Rewrite the listing from the line with "the man's hand" up to and including the line with "[(30, 129), (70, 116)]", requests included, multiplying every point coordinate in the answers by 0.3 and rounding to whole numbers, with halves rounded up. Leave the numbers in the requests and their format samples unchanged.
-------- Stored rows --------
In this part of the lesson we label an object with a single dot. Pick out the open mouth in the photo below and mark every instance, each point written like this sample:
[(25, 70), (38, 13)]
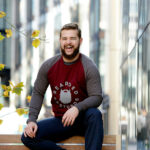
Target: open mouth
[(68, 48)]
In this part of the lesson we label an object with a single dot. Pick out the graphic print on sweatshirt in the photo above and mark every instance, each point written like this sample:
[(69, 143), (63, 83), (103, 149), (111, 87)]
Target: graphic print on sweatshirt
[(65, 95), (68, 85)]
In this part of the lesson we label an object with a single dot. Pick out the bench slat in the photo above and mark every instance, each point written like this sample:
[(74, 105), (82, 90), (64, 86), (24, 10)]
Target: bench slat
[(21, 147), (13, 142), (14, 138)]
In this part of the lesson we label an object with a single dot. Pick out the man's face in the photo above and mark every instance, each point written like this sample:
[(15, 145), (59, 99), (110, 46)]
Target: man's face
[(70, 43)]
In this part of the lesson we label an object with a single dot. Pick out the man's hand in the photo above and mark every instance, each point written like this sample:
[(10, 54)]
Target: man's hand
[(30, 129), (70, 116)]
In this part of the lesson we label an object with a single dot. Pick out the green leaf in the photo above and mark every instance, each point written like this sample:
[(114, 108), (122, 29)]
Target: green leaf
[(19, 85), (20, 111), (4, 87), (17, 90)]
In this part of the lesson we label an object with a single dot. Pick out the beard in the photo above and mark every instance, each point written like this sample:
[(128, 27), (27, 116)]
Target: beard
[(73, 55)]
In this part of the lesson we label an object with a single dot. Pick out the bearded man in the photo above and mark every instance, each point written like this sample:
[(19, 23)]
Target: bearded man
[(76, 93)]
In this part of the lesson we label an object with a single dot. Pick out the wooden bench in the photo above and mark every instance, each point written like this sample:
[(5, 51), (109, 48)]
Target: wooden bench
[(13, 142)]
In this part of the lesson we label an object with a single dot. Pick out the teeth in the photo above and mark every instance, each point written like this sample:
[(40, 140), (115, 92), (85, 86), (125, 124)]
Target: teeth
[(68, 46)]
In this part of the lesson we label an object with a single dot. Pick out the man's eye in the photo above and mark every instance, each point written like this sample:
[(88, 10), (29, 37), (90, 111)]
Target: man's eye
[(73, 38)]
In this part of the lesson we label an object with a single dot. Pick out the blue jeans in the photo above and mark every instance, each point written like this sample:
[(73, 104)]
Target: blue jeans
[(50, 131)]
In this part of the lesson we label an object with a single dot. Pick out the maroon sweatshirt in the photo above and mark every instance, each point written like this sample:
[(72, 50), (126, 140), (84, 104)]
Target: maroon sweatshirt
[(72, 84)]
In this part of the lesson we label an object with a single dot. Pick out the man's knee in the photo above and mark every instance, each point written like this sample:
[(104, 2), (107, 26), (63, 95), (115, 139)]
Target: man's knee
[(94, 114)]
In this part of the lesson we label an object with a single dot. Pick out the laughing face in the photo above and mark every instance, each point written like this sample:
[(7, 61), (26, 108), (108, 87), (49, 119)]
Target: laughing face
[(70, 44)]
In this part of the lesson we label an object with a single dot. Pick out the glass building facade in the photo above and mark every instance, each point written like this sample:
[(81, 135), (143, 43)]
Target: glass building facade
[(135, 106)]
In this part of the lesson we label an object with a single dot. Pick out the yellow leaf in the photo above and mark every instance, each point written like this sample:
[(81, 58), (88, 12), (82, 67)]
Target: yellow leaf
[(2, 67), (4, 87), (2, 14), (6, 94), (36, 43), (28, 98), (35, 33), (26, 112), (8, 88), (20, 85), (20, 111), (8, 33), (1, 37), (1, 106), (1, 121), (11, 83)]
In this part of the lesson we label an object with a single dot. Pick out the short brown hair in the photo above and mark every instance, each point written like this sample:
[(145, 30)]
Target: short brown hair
--------
-------- Stored rows --------
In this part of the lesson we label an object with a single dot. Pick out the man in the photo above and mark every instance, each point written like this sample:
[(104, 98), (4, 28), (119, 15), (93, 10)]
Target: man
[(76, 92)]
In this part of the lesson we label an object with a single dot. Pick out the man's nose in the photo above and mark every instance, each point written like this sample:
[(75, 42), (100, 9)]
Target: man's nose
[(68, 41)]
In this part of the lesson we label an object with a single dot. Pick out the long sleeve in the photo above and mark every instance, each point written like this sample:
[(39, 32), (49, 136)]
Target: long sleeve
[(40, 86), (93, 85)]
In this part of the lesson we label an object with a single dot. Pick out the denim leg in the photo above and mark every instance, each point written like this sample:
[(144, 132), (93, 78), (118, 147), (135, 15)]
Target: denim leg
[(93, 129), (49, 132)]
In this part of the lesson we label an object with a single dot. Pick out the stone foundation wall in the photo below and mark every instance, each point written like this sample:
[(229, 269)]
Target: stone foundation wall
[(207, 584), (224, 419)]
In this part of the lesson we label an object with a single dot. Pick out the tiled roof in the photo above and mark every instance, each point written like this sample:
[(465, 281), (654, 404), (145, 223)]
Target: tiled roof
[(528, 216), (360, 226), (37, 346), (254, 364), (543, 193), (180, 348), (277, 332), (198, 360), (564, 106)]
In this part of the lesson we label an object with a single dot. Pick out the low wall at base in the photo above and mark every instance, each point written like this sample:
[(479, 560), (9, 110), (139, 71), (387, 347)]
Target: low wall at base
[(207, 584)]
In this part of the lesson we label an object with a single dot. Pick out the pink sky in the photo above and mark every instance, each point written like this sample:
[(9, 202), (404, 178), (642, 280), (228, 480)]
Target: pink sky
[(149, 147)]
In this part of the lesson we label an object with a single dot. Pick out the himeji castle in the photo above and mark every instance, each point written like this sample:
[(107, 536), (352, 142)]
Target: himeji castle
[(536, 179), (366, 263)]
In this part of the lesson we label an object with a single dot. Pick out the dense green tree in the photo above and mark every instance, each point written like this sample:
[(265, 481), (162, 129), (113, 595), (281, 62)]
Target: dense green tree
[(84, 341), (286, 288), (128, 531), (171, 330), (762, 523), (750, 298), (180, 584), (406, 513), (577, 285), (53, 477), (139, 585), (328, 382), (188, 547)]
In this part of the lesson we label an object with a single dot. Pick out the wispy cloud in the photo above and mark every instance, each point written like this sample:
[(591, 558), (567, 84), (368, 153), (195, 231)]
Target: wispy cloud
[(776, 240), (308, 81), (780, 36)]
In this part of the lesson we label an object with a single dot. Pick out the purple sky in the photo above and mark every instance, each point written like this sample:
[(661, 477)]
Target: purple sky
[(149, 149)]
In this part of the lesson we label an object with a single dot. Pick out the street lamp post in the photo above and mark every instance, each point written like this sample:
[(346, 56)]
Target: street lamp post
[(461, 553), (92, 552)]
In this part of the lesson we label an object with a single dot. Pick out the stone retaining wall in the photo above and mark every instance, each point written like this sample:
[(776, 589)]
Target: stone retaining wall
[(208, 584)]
--------
» **Solution below**
In this part of the lesson we label an object with a single dot. Pick out the man's hand in the photo above and mark every instance, each point written like this sample:
[(10, 54)]
Target: man's hand
[(9, 39), (21, 35)]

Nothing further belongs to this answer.